■ SOURCE RECORDS
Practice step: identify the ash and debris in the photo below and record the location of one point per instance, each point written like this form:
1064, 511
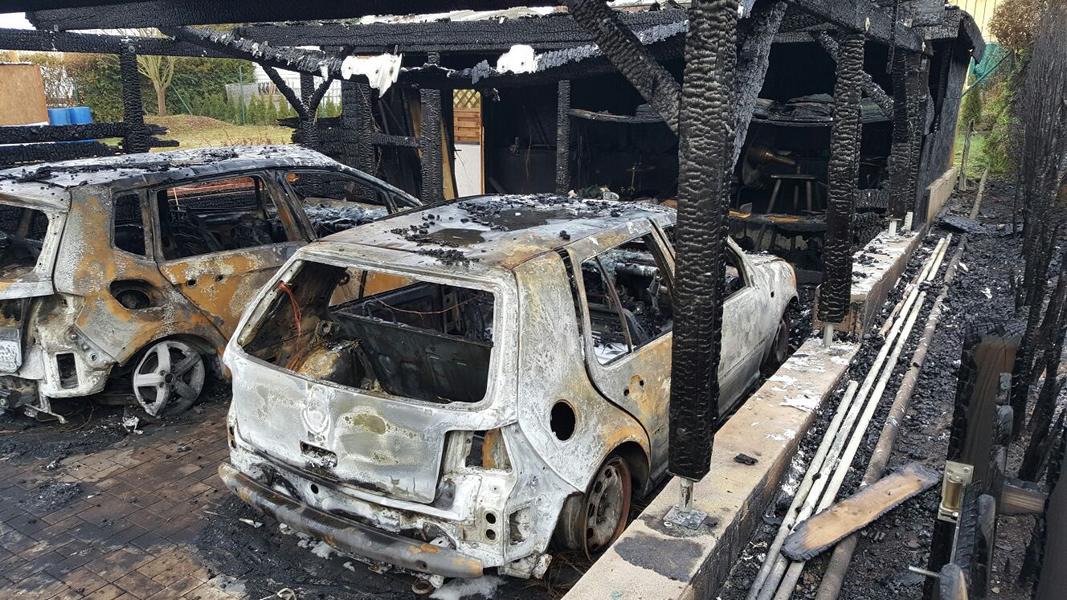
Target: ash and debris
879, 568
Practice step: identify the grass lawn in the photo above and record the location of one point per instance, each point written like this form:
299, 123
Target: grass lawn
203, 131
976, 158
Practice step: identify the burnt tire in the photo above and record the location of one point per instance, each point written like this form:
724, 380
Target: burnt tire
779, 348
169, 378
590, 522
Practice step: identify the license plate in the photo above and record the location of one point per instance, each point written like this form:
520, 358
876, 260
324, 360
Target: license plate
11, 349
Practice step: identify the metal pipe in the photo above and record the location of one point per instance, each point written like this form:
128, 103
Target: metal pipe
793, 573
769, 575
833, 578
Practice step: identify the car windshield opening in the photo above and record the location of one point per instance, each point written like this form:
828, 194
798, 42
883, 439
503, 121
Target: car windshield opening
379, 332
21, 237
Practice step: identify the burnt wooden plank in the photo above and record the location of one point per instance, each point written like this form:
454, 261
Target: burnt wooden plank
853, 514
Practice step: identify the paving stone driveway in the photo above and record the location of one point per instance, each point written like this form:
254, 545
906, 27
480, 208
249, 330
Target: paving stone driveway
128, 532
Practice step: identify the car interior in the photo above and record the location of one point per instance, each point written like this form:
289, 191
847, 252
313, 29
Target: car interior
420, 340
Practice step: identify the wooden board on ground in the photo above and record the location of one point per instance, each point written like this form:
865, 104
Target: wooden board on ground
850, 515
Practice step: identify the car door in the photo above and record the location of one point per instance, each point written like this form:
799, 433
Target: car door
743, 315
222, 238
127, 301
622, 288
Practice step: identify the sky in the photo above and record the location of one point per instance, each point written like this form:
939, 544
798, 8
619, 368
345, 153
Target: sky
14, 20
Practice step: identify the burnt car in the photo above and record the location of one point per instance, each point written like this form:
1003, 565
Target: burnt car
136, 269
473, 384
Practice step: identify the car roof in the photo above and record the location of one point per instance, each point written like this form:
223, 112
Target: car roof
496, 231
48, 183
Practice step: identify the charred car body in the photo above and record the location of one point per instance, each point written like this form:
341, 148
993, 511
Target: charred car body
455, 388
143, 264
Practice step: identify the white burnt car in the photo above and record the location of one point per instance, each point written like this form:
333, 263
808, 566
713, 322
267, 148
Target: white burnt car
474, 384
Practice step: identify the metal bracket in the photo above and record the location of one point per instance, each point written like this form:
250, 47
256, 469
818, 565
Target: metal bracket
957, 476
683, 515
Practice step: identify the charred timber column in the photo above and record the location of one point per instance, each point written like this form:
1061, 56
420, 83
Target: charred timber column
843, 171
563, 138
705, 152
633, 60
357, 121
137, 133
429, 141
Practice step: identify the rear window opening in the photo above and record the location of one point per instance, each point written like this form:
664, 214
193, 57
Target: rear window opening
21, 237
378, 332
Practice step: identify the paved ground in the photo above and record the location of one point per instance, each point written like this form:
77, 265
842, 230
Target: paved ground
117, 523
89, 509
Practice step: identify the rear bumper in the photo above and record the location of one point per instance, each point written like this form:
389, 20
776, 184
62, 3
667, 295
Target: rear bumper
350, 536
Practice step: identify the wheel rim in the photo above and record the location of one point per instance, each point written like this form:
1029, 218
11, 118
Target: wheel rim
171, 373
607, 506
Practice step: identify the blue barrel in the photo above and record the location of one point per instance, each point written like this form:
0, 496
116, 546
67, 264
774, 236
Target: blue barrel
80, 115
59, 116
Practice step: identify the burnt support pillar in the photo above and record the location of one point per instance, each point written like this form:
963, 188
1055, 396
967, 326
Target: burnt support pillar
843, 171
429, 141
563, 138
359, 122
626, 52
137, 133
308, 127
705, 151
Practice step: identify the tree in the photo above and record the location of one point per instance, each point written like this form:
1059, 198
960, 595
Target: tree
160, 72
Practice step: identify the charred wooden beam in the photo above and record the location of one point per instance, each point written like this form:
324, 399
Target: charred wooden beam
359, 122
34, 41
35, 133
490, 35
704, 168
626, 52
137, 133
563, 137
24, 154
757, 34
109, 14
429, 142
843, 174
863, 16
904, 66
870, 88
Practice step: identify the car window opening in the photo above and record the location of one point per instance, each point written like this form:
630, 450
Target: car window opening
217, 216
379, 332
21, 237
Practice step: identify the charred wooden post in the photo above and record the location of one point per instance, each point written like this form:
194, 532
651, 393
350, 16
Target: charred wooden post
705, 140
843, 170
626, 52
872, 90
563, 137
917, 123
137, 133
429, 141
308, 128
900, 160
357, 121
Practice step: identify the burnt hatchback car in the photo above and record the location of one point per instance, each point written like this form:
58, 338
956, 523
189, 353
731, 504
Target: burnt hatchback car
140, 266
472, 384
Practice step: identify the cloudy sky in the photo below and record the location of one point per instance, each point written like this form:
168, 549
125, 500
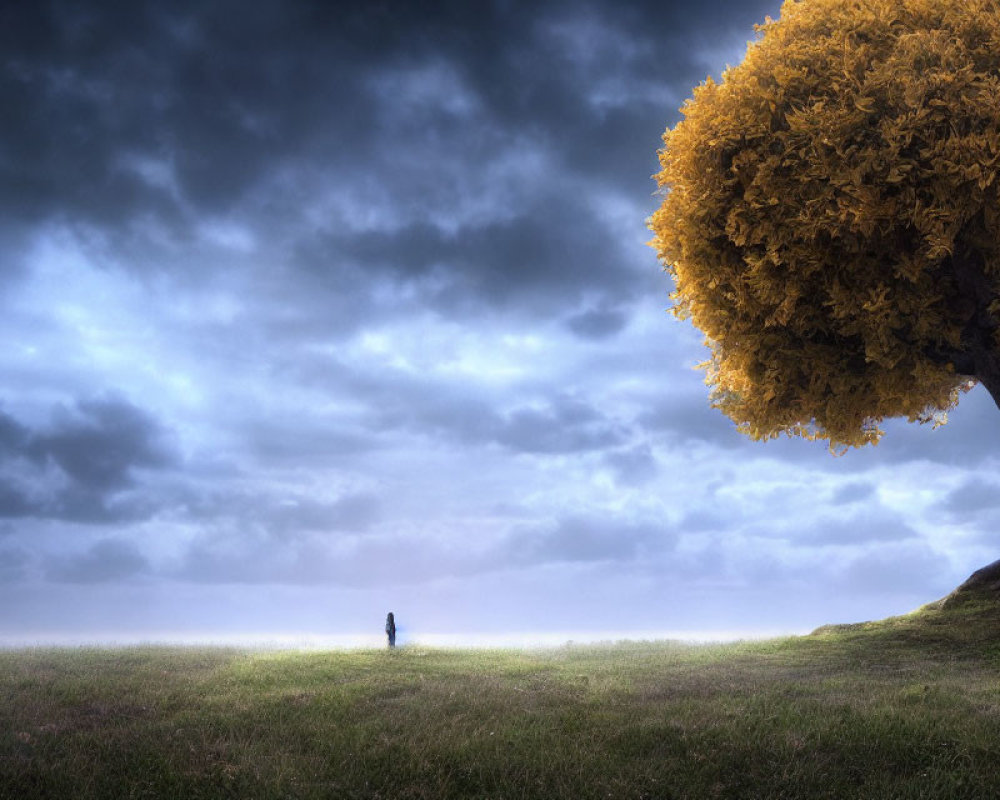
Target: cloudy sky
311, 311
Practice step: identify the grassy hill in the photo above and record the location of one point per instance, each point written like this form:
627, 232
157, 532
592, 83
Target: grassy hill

■ YOUR INSTRUCTIONS
Restate the entire listing word for word, excluding pictures.

■ EXERCISE RESULT
Practice step: identify the ash and debris in the photo below and record the location of one point per instance, each point written like this form:
1064, 511
Target: ash and debris
879, 568
Practice step: identify the grass lawn in the photo above and record the location of one point per instance, each point written like this form:
299, 123
Target: grass lawn
203, 131
976, 158
Practice step: identify the burnt tire in the photo above and record the location of one point per instance, each point written like this form:
724, 380
Target: burnt tire
779, 348
169, 378
590, 522
Practice step: identify the license plate in the photo above and record the location of one point per instance, each point written like this form:
520, 358
876, 260
324, 360
Target: license plate
11, 349
Practice step: identify the metal pipe in the photo above and record the location of one point per instance, each point written like this form:
128, 103
Target: metal pipe
793, 573
769, 575
833, 578
Practice step: identify the car windshield opening in the photo above and record the location of one point per instance, each point written like this form:
828, 194
798, 42
883, 439
503, 121
Target: car windshield opening
379, 332
21, 237
Practice step: identify the burnt wooden plank in the photo above and record the location of one point per instance, each point written like this form:
454, 261
Target: burnt wooden plank
853, 514
Practice step: identify the paving stone driveway in the photo above and record the location of one point per instance, each point written like this form:
254, 545
906, 27
480, 208
249, 330
Target: paving stone driveway
128, 532
Practice step: identify the car interior in the photo above and record the location of one point per instance, each point written like this form:
289, 191
847, 252
313, 29
Target: car interior
420, 340
Practice step: identify the wooden board on ground in the photo above and record the location of one point per instance, each point written like this form:
865, 104
Target: wooden board on ground
850, 515
Practice step: identify the car door in the photo above and record the location of one point per instance, each point written like this form:
799, 433
Target: car door
743, 315
222, 238
127, 301
622, 288
Practice step: identify the sky in the photo above and record the location of one point per instance, each point written like this form:
939, 544
798, 8
619, 368
345, 153
Target: sky
14, 20
Practice step: identify the burnt car in the photo above and record the location of one point per instance, each point written like this form:
1003, 565
Target: burnt car
136, 269
473, 384
Practice step: identify the car roof in the photo above and record the location of one point per instance, each point written like this form:
223, 112
Target: car roof
496, 231
48, 183
Practice step: identify the charred car body in the photo above and record the location of one point per instance, each point written like this form:
341, 148
993, 511
Target: charred car body
455, 388
143, 264
Practice step: identify the white burnt car in the photo above and record the location of one point per instance, each point written like this form:
333, 263
808, 566
713, 322
267, 148
Target: white burnt car
474, 384
Practice step: identify the metal bracket in the photo above and record the location of one point per instance, each point written like this form:
250, 47
256, 469
818, 565
Target: metal bracket
957, 476
683, 515
Practice step: identify the charred timber column in the photo above and record the location of one point per instance, each point written like this form:
1061, 56
420, 83
Target: charred timber column
843, 171
563, 138
705, 152
633, 60
357, 121
137, 133
429, 141
Practice step: identify the rear window opening in the photo above and record the location of one point per instance, each point written like this form:
664, 214
193, 57
Target: rear window opening
21, 237
378, 332
Practice step: identify the paved ground in the photo above and record the location of one point per instance, each point written like this form:
77, 265
842, 230
Target: paved ground
117, 523
89, 509
Practice step: identify the rear bumper in the photo above and record the location of one point per instance, each point written like this form:
389, 20
776, 184
62, 3
667, 295
Target: rear bumper
350, 536
Practice step: identify the wheel rim in the photo above and record the location of one point per instance, each point written like this form:
1029, 218
11, 118
Target: wheel rim
171, 373
607, 506
Practice step: identify the blue barrel in the photo above and record the location of one point per instance, each point written like this form:
0, 496
116, 546
67, 264
774, 236
Target: blue barrel
80, 115
59, 116
Practice step: identify the burnt support pillar in the photo above and record the location of one point per instance, each point written like this form:
963, 188
1055, 396
967, 326
Target: burnt support pillar
843, 171
429, 141
563, 138
359, 122
626, 52
137, 133
308, 127
705, 151
Practice step: identify the tree in the photo above and record the location of one point per instance, each point written like this form:
1059, 198
960, 595
Target: tree
160, 72
Practice step: identify the charred wooden beam in the photo above and record the location of one point per instance, each point written like this form:
324, 399
Target: charred wooden beam
359, 122
34, 41
35, 133
490, 35
704, 168
626, 52
137, 133
563, 137
24, 154
757, 34
109, 14
429, 142
843, 174
863, 16
904, 66
870, 88
Practice step: identify the car window opening in the photo above and record the location of one point per instance, each point written like this form:
630, 450
Target: car window opening
217, 216
379, 332
21, 237
Practice step: identify the charred wooden post in the photo above and record the location of one point per instance, each point written like this form:
194, 532
651, 393
350, 16
Target: charred wooden post
705, 140
843, 170
626, 52
872, 90
563, 137
917, 123
137, 133
429, 141
308, 128
900, 160
357, 121
Practice step: identify the burnt hatchback car in the photo above and record the location of one point per instance, each point written like this form:
58, 338
956, 523
189, 353
731, 504
Target: burnt hatchback car
140, 266
472, 384
Practice step: identify the cloudy sky in the photo below and record the location of one point per instance, each point written like this form:
168, 549
125, 500
Target: cloudy sky
311, 311
Practice step: identify the grassy hill in the photo above and record the location of one point per instance, each point written like this form:
627, 232
157, 532
592, 83
Target: grassy hill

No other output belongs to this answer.